= RAW RECORDS =
--
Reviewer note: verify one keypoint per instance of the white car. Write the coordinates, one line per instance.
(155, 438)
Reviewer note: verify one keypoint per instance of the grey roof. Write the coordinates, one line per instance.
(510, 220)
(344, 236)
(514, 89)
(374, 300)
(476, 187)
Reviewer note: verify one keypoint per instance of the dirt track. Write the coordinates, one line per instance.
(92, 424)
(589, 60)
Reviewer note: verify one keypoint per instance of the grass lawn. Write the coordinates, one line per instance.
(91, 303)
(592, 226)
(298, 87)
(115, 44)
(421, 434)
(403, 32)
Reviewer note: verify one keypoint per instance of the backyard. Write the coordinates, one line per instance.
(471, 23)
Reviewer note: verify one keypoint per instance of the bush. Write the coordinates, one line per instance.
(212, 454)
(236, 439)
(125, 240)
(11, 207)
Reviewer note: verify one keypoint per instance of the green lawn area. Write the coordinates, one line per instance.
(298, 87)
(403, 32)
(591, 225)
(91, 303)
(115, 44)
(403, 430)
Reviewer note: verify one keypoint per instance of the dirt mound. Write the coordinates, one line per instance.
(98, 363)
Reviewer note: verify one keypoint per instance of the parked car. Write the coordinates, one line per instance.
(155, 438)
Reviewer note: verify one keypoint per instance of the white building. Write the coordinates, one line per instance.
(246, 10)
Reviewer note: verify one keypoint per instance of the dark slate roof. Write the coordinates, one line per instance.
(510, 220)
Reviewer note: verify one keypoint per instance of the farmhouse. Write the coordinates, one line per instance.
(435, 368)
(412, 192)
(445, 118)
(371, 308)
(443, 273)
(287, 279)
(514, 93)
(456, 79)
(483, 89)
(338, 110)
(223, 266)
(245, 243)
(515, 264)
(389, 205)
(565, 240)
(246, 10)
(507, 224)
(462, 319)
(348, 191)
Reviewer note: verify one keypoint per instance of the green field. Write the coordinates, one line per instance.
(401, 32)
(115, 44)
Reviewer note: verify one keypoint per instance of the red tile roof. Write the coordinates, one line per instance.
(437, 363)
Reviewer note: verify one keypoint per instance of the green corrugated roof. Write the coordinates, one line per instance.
--
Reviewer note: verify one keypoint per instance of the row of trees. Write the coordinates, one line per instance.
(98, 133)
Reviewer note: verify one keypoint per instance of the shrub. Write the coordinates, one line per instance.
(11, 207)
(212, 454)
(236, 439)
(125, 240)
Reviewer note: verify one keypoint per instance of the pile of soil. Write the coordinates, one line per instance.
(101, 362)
--
= AIM OF THE EXERCISE =
Reproduce only the records starting at the line that contains "Reviewer note: verify one keypoint per instance of the red" and ending at the line that contains "the green corrugated", with "red tile roof" changed to "clay tile roof" and nothing else altered.

= TASK SOLUTION =
Reviewer note: verify one keypoint per instance of the clay tile roof. Write the coordinates, one line per instance.
(437, 363)
Reviewer note: verify one keypoint per instance of the green corrugated roof. Write the coordinates, one line per instance.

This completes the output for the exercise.